§ Text excerpt:

Bill Sikes stares into the abyss. Image by George Cruikshank in Charles Dickens Oliver Twist volume 3 (1838) frontispiece.
I would like to tell you the story of the remarkable James Heap, a schoolmaster who died in the autumn of 1876 at the age of eighty-four. However, as Mr Heap lived in Yorkshire, and had no connection with the capital, or none that I can see, I think I need to start somewhere else. After all, this is the London Overlooked website. But I will get to him eventually.
I think that I am safe with Charles Dickens. He knew the city intimately, and he made it the setting for many of the most memorable episodes in his novels. Who could forget Bill Sikes meeting his death on the rooftops of Jacob’s Island in Bermondsey? Or the vain William Dorrit holding court in the Marshalsea, the debtors’ prison in Southwark? Or the impecunious Bob Cratchit making his way home to Camden Town, and to the bosom of his loving family, on a snowy Christmas Eve?
On the subject of A Christmas Carol, it is interesting to read Dickens’s own account of the experience of writing the story, which was published in December 1843. Not long after, early in January 1844, he wrote a letter to Cornelius Conway Felton, a professor of Greek at Harvard, in which he described how he wept and laughed while working on the story, and
walked about the black streets of London, fifteen and twenty miles many a night when all the sober folks had gone to bed.

§ Supplied material:
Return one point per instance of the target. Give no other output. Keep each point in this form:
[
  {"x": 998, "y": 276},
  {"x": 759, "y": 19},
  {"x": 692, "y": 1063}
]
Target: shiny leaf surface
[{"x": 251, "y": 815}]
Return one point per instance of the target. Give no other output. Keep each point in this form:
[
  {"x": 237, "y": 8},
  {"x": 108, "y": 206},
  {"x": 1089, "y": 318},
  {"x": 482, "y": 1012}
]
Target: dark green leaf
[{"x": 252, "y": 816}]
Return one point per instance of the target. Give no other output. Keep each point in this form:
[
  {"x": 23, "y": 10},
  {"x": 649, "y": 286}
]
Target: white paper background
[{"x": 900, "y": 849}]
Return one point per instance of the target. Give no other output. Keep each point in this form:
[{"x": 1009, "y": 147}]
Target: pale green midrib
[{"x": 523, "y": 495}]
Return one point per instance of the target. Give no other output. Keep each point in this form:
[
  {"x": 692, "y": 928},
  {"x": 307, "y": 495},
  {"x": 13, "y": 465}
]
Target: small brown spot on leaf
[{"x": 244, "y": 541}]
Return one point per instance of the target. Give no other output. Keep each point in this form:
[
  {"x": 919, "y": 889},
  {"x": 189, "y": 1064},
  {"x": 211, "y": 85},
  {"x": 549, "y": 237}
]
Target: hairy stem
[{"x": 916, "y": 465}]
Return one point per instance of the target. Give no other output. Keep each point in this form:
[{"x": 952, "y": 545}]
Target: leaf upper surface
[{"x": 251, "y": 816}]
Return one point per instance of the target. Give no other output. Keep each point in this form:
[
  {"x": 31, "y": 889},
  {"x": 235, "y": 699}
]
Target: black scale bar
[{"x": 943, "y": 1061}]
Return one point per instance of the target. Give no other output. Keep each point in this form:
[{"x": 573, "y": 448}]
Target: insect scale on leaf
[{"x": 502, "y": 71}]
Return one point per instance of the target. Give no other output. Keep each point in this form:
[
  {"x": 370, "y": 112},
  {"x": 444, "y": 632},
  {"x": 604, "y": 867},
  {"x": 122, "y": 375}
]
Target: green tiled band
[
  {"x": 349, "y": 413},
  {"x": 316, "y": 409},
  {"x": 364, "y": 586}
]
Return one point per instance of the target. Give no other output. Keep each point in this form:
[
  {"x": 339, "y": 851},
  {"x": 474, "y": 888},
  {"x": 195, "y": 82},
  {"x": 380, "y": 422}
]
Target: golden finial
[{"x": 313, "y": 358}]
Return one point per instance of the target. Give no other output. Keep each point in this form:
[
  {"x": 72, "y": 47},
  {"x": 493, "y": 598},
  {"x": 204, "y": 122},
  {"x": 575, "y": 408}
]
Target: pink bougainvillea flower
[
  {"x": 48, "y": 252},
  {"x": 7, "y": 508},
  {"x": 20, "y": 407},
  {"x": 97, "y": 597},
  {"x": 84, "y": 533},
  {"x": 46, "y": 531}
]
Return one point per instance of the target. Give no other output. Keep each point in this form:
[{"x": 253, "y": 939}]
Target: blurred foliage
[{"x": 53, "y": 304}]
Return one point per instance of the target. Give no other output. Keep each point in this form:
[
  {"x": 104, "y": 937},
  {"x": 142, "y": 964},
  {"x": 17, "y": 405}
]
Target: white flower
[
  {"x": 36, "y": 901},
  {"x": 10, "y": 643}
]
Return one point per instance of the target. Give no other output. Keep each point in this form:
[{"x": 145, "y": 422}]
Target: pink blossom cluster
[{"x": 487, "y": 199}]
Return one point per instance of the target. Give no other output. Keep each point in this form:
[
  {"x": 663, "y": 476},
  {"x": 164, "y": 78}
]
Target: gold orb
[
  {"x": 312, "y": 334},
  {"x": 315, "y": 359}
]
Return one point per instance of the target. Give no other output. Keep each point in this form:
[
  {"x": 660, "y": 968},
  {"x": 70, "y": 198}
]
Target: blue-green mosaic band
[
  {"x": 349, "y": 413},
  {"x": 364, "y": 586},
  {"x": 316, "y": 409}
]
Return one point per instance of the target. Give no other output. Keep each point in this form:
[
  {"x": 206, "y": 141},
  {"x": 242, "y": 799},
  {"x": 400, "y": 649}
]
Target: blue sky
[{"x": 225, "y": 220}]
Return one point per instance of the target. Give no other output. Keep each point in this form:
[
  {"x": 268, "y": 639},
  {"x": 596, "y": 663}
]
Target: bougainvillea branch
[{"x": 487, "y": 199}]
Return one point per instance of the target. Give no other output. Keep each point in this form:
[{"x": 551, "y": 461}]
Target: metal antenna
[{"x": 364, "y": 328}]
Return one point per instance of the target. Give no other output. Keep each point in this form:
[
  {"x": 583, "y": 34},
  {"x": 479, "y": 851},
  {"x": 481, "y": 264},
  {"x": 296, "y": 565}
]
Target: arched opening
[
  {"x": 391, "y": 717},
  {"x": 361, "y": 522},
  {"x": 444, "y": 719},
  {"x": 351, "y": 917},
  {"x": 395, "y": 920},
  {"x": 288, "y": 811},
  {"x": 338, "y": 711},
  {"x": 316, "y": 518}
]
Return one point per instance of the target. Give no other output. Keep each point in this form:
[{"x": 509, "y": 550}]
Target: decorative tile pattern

§ Requests:
A) Count the lines in the rows above that contain the string "bougainvillea", treating uppercase and lowercase as different. Give only that number.
B) Extend the passage on Charles Dickens and London, starting right after its last sentence.

§ Answers provided:
A) 2

B)
And here we come to the heart of the matter, for the interesting thing about Dickens, at least as far as this article is concerned, is that he had a passion for walking.
THROUGH THE DEAD NIGHT
Biographers of Dickens, and those who knew him personally, have made much of this. John Hollingshead, for example, who wrote for Household Words in the 1850s, remembered that
when he was restless, his brain excited by struggling with incidents or characters in the novel he was writing, he would frequently get up and walk through the night over Waterloo Bridge, along the London, New Kent and Old Kent Roads, past all the towns on the old Dover High Road.
On and on he would walk, until he reached his new home at Gad’s Hill Place, which was more than thirty miles from the Household Words offices in Wellington Street North.

The sort of the street scene Dickens would have encountered on his night works through the city. Image by Gustave Doré in Gustave Doré and William Blanchard Jerrold London: A Pilgrimage (1872) between pages 138 and 139.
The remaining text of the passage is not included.